Using the seminar listing, mark each statement yes or no and quote the words that decide it. (a) Attendance is free. (b) The seminar runs from 1:00 PM to 2:00 PM. (c) The speaker is a Data Science Postdoctoral Fellow at the Berkman Klein Center for Internet & Society.

SELECTED PASSAGE »
>> BEGIN
Northwestern Events Calendar


WED@NICO SEMINAR: Momin Malik, Harvard University "Revisiting 'All Models are Wrong': Addressing Limitations in Big Data, Machine Learning, and Computational Social Science"

Momin Malik

When: Wednesday, February 5, 2020
12:00 PM - 1:00 PM  

Where: Chambers Hall, Lower Level, 600 Foster St, Evanston, IL 60208 map it

Audience: Faculty/Staff - Student - Public - Post Docs/Docs - Graduate Students

Cost: Free

Contact: Meghan Stagl   847.491.2527

Group: Northwestern Institute on Complex Systems (NICO)

Category: Academic



Momin Malik - Data Science Postdoctoral Fellow, Berkman Klein Center for Internet & Society, Harvard University


Revisiting "All Models are Wrong": Addressing Limitations in Big Data, Machine Learning, and Computational Social Science


In the immortal words of George E. P. Box (1979), "All models are wrong, but some are useful." This is an important lesson to recall amidst hopes and claims that digital trace data, the high-dimension and low-assumption models of machine learning, and advancements in computational social science are overcoming the limitations of the past. In this talk, I review the fundamental limitations with which all quantitative research must grapple, and discuss how these limitations manifest today.
>> END
STORED RECORDS »
>> BEGIN
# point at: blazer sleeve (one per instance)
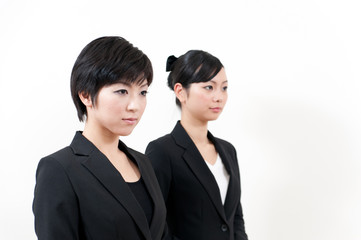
(239, 228)
(159, 158)
(55, 205)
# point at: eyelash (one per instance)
(211, 88)
(124, 92)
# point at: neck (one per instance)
(196, 129)
(106, 142)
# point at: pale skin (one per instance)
(200, 103)
(116, 111)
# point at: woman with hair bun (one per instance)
(197, 172)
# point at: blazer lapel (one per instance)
(98, 164)
(156, 195)
(200, 169)
(233, 191)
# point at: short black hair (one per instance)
(192, 67)
(105, 61)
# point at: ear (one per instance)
(86, 99)
(180, 92)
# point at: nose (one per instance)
(218, 96)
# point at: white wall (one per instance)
(294, 108)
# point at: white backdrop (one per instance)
(293, 114)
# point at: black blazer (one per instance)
(194, 205)
(80, 195)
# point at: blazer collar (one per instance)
(102, 169)
(198, 166)
(196, 163)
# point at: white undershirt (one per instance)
(221, 175)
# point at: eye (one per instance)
(144, 93)
(122, 91)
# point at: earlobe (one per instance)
(86, 99)
(179, 92)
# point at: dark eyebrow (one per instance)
(225, 81)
>> END
EXPECTED ANSWER »
(a) Yes: "Cost: Free"
(b) No: "12:00 PM - 1:00 PM"
(c) Yes: "Data Science Postdoctoral Fellow, Berkman Klein Center for Internet & Society, Harvard University"